## Reading text
▽
[Openmcl-devel] add-gc-hook / drain-termination-queue

Carlos Ungil carlos.ungil at gmail.com
Fri Sep 6 19:57:35 PDT 2013


Hi Gary,

On 06/09/2013, at 19:06, Gary Byers <gb at clozure.com> wrote:
> CCL::ADD-GC-HOOK isn't documented for a number of reasons; as you're
> calling it, it doesn't do anything useful. [....]
> I don't know what problem you're having, but it's not clear that causing that
> termination function to run on a different thread fixes anything.


I'll try to explain better why add-gc-hook is doing something useful for me (even if I'm not completely sure it is the right solution for my problem).

Remember that when r-pointer objects are created the rf-protect foreign function is called. And the finalizer will take care of calling the rf-unprotect-ptr foreign function later (by default from a different thread).

BASE CASE

  (ql:quickload :rcl) 
  (rcl:r-init)
  (reduce #'+ (loop repeat 10000 append (rcl:r "runif" 1)))

    Warning: stack imbalance in 'c', 1522 then 1521
    Error: unprotect_ptr: pointer not found
    Execution halted

The outcome is non-deterministic: there might be several warnings before the error, or even no error printed, but in any case the lisp process doesn't respond.

My interpretation: the garbage collector is triggered and objects finalized in a background thread, resulting in concurrent calls to rf-protect and rf-unprotect-ptr.
The R process can't handle that, and eventually it crashes.

SIMPLE SOLUTION: disable automatic termination before running the test, and rely on the user calling (ccl:drain-termination-queue) at appropriate times.
Kind of works, but there is a problem if too many objects are protected before the user manually unprotects those that have been gc'ed.

  (setq ccl:*enable-automatic-termination* nil)
  (ql:quickload :rcl) 
  (rcl:r-init)
  (reduce #'+ (loop repeat 10000 append (rcl:r "runif" 1)))

    Error: protect(): protection stack overflow
    > Error: error calling textConnection
    > While executing: RCL::R-FUNCALL, in process listener(1). 
    > Type :POP to abort, :R for a list of available restarts.
    > Type :? for other options.

In this case the lisp process can recover, trying to run R functions again the same error is raised until I call (ccl:drain-termination-queue)
△
## Records to use
▽
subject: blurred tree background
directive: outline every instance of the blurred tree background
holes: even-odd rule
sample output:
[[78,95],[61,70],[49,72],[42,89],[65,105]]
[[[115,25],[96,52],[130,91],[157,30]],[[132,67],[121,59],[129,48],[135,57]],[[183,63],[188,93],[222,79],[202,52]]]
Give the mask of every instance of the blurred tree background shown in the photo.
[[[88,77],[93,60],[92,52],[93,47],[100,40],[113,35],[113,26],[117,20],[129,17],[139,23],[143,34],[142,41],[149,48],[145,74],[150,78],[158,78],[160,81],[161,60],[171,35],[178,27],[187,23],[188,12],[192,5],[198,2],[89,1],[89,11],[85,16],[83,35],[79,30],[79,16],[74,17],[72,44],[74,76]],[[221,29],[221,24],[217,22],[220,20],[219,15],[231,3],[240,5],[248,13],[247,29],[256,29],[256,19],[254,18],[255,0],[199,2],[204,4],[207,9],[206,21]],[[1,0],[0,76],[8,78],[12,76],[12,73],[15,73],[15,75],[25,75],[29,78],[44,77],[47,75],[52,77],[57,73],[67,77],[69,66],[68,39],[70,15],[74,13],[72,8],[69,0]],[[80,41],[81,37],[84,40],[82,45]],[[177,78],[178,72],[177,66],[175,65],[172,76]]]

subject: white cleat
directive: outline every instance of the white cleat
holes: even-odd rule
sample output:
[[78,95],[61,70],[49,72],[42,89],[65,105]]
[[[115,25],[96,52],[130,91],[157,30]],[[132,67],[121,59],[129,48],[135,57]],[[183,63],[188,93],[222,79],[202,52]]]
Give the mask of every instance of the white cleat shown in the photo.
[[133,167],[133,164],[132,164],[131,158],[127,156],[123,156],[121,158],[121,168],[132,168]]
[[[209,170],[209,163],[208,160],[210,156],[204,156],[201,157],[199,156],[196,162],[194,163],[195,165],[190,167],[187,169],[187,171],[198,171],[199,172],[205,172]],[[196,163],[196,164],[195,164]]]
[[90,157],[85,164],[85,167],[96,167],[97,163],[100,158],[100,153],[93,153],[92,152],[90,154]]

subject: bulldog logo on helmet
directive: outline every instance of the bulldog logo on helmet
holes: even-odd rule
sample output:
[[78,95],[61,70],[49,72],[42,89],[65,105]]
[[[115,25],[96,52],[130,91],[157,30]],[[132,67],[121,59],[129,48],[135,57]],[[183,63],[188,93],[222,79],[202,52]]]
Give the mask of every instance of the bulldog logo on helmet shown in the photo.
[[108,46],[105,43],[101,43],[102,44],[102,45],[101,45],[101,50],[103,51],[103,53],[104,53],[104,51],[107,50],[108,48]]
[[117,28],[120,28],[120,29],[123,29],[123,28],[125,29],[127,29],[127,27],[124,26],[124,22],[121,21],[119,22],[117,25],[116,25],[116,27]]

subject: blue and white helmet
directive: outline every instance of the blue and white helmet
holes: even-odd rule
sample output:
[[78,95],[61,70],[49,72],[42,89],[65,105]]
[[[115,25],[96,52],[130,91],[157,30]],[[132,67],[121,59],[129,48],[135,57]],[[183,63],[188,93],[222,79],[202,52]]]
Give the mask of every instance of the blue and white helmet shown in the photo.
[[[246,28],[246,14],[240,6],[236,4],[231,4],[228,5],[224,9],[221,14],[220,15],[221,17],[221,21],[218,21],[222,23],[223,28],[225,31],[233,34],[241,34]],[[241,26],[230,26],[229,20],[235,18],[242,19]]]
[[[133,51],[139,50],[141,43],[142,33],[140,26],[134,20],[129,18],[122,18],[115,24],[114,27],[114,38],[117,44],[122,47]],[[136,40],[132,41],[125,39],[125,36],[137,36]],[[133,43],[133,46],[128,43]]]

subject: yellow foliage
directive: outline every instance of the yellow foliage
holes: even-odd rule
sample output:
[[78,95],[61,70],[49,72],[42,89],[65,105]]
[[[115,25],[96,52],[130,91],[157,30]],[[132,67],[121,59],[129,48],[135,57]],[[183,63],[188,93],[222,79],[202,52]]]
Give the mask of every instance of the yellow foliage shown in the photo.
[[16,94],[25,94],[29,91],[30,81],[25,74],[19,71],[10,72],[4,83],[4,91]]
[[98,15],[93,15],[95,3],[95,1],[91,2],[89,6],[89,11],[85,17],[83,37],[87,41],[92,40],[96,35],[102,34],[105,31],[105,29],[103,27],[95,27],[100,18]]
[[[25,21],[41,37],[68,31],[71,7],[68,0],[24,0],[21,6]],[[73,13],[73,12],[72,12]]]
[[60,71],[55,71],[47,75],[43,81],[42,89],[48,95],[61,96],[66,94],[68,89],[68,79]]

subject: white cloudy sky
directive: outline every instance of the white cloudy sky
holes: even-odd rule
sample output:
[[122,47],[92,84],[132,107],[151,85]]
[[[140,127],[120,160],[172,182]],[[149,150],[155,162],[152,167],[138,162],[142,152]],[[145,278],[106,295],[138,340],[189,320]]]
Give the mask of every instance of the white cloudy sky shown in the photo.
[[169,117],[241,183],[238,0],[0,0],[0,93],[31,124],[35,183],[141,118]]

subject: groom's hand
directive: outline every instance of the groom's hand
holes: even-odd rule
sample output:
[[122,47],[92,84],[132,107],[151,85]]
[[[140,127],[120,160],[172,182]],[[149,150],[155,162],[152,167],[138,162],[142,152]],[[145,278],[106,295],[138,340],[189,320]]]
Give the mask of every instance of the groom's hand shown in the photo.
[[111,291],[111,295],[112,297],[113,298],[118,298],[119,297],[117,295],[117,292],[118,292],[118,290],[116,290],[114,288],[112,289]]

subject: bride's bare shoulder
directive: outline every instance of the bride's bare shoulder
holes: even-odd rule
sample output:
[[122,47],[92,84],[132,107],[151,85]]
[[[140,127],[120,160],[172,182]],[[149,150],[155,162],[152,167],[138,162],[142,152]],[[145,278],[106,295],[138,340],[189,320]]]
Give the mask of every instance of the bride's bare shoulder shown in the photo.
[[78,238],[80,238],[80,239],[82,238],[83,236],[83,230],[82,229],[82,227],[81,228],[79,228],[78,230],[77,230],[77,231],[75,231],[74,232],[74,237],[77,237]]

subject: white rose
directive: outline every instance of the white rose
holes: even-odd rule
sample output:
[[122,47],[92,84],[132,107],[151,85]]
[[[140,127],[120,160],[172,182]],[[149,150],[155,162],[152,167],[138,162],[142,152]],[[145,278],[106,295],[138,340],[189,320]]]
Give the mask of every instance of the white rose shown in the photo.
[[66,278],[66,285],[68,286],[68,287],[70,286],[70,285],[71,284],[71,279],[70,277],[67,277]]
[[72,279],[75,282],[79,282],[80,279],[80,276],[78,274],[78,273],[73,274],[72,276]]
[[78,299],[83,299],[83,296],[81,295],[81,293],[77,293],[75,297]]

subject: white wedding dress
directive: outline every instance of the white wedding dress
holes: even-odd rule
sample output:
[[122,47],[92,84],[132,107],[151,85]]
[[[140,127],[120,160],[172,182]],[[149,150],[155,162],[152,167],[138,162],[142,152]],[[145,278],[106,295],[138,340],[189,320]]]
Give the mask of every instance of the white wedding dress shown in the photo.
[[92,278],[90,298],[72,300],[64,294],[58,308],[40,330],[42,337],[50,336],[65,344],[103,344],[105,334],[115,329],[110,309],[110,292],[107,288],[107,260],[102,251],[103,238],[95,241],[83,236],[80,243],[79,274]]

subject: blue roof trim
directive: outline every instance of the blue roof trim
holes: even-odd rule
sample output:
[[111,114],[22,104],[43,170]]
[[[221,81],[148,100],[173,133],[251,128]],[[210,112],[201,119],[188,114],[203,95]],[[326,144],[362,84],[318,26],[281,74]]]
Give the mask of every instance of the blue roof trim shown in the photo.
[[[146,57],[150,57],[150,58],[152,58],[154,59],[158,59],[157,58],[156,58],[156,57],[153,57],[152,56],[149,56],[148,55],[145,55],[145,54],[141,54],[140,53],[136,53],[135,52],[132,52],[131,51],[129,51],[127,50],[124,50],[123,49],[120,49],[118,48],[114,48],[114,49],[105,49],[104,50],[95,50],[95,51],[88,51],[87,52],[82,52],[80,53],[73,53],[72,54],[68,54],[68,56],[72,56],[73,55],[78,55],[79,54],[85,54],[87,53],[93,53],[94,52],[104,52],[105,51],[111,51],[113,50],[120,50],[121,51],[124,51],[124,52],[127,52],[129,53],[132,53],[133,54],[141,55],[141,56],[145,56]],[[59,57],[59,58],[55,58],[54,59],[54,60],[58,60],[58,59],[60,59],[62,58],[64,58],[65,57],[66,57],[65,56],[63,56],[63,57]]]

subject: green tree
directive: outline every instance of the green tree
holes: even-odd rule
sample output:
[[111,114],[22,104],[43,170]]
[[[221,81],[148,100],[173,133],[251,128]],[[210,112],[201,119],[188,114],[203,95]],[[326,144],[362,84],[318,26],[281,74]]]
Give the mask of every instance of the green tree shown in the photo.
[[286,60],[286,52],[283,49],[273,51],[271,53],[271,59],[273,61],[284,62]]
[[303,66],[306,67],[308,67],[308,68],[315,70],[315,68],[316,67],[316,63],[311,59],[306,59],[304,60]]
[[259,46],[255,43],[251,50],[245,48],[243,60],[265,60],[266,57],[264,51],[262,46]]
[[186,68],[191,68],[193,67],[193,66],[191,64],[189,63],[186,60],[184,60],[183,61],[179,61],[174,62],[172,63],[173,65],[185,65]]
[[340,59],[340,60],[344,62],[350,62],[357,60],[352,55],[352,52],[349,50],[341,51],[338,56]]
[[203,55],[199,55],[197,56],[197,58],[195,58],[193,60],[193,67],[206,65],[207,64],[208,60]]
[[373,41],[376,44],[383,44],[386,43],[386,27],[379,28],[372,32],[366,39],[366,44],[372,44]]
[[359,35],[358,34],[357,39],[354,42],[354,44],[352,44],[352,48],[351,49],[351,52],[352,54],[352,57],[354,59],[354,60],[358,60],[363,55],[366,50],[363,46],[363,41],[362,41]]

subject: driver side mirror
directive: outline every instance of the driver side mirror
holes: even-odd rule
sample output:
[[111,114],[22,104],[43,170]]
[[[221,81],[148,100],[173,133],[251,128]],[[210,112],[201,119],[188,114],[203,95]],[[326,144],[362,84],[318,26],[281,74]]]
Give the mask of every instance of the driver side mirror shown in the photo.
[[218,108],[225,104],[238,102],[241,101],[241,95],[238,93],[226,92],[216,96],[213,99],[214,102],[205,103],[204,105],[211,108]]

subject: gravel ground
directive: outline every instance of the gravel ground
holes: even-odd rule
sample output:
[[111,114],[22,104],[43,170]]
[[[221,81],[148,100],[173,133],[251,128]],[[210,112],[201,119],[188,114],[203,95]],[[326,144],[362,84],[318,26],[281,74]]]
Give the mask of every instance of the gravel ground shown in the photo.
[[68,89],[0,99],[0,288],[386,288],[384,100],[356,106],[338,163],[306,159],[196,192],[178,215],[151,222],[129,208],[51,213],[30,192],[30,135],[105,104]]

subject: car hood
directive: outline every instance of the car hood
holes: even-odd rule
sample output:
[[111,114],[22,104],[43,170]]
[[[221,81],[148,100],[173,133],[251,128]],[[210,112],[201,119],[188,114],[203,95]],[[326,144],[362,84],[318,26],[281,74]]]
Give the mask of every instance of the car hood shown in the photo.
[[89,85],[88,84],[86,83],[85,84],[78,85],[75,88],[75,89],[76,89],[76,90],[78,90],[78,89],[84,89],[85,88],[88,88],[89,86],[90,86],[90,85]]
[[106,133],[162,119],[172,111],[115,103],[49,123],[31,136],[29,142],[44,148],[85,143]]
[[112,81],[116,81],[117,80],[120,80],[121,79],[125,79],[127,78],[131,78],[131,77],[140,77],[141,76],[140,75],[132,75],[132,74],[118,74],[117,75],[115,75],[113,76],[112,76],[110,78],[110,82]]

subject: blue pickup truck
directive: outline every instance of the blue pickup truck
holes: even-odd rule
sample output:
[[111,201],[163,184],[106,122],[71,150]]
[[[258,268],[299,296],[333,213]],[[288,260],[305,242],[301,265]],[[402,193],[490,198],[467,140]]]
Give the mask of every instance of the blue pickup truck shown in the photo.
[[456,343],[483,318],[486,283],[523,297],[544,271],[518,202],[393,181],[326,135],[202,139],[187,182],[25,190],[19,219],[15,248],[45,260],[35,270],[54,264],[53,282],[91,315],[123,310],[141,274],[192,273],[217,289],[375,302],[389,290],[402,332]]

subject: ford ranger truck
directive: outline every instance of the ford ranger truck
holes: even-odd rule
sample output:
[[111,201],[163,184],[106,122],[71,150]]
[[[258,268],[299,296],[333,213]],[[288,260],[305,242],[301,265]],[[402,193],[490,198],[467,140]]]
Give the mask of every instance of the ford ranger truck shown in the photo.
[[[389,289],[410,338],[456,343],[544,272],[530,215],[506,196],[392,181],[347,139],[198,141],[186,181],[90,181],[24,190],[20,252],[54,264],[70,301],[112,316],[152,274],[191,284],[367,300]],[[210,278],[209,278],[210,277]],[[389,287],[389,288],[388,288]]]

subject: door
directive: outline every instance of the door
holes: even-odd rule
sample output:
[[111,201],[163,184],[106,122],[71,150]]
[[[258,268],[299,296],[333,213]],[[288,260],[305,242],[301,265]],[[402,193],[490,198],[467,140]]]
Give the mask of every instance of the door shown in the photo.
△
## Tasks to perform
[1] From the forum post, answer these:
(a) Which foreign function is called when r-pointer objects are created?
(b) Which variable is set to nil to disable automatic termination?
(c) What does the author call so that R functions stop raising the same error?
[2] Please rewrite the records from the line with "subject: blue roof trim" to the line with "Give the mask of every instance of the blue roof", replacing "roof trim" with "fascia board" and leaving everything else unchanged.

## Answers to each task
[1]
(a) rf-protect
(b) ccl:*enable-automatic-termination*
(c) (ccl:drain-termination-queue)

[2]
subject: blue fascia board
directive: outline every instance of the blue fascia board
holes: even-odd rule
sample output:
[[111,114],[22,104],[43,170]]
[[[221,81],[148,100],[173,133],[251,128]],[[210,112],[201,119],[188,114],[203,95]],[[326,144],[362,84],[318,26],[281,74]]]
Give the mask of every instance of the blue fascia board shown in the photo.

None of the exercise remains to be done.